Os primeiros dias do ano não são caracterizados, tradicionalmente, como um período muito farto em produções cinematográficas. As principais novidades chegam às salas de cinema apenas na segunda metade do mês de janeiro. Por isso, o consolo da plateia é aproveitar os títulos que acabaram preteridos em dezembro. Sabendo disso, assisti nesta terça-feira ao longa-metragem "O Que Está Por Vir" (L'Avenir: 2016), lançado aqui no Brasil um pouco antes do Natal.
Esta é uma produção conjunta entre França e Alemanha. Dirigido e roteirizado por Mia Hansen-Love, responsável pela direção de "Eden" (Eden: 2014), "Adeus, Primeiro Amor" (Un Amour de Jeunesse: 2010) e "O Pai dos Meus Filhos" (Le Père de Mes Enfants: 2009), "O Que Está Por Vir" é a obra mais autobiográfica da diretora francesa. O roteiro possui tantos elementos reais que Mia enviou previamente o material para sua mãe aprovar. Na certa, não queria provocar qualquer problema no seio familiar quando o filme fosse rodado e lançado nas telas. O resultado final rendeu à diretora o Urso de Prata de Melhor Direção no Festival Internacional de Cinema de Berlin do ano passado.

| REQUISITOS DAS TAREFAS |
[1] Liste os títulos em português de todos os filmes mencionados na resenha.
[2] Transcreva da resenha o trecho entre "Os primeiros dias" e "antes do Natal.", inclusive.

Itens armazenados
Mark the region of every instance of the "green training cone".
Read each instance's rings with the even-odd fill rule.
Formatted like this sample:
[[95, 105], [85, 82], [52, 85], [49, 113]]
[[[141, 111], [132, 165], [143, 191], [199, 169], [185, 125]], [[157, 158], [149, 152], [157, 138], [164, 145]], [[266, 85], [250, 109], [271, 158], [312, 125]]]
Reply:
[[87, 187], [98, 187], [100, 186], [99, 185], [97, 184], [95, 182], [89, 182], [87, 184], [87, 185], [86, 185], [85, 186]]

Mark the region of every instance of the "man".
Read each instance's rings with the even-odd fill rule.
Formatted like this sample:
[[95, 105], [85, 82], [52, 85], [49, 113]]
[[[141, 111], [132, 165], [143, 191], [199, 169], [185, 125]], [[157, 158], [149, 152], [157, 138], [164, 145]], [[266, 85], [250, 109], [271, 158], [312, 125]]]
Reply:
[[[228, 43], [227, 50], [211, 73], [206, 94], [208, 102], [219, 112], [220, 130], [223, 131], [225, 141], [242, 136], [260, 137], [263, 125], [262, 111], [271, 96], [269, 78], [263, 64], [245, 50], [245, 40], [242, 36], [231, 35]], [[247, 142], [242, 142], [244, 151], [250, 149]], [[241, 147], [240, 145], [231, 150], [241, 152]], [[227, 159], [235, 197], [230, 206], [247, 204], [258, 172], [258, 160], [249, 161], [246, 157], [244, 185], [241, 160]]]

...

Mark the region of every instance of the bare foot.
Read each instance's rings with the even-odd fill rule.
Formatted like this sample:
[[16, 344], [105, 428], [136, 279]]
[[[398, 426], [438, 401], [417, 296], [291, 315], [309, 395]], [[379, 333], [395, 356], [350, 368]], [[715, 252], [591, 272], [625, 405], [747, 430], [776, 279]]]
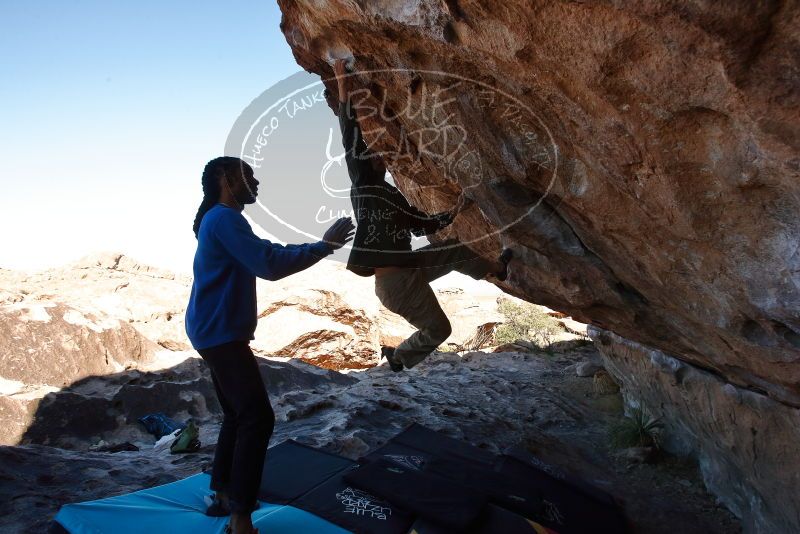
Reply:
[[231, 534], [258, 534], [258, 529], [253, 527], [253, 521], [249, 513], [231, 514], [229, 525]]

| PROBLEMAS RESOLVIDOS |
[1]
O Que Está Por Vir
Eden
Adeus, Primeiro Amor
O Pai dos Meus Filhos

[2]
Os primeiros dias do ano não são caracterizados, tradicionalmente, como um período muito farto em produções cinematográficas. As principais novidades chegam às salas de cinema apenas na segunda metade do mês de janeiro. Por isso, o consolo da plateia é aproveitar os títulos que acabaram preteridos em dezembro. Sabendo disso, assisti nesta terça-feira ao longa-metragem "O Que Está Por Vir" (L'Avenir: 2016), lançado aqui no Brasil um pouco antes do Natal.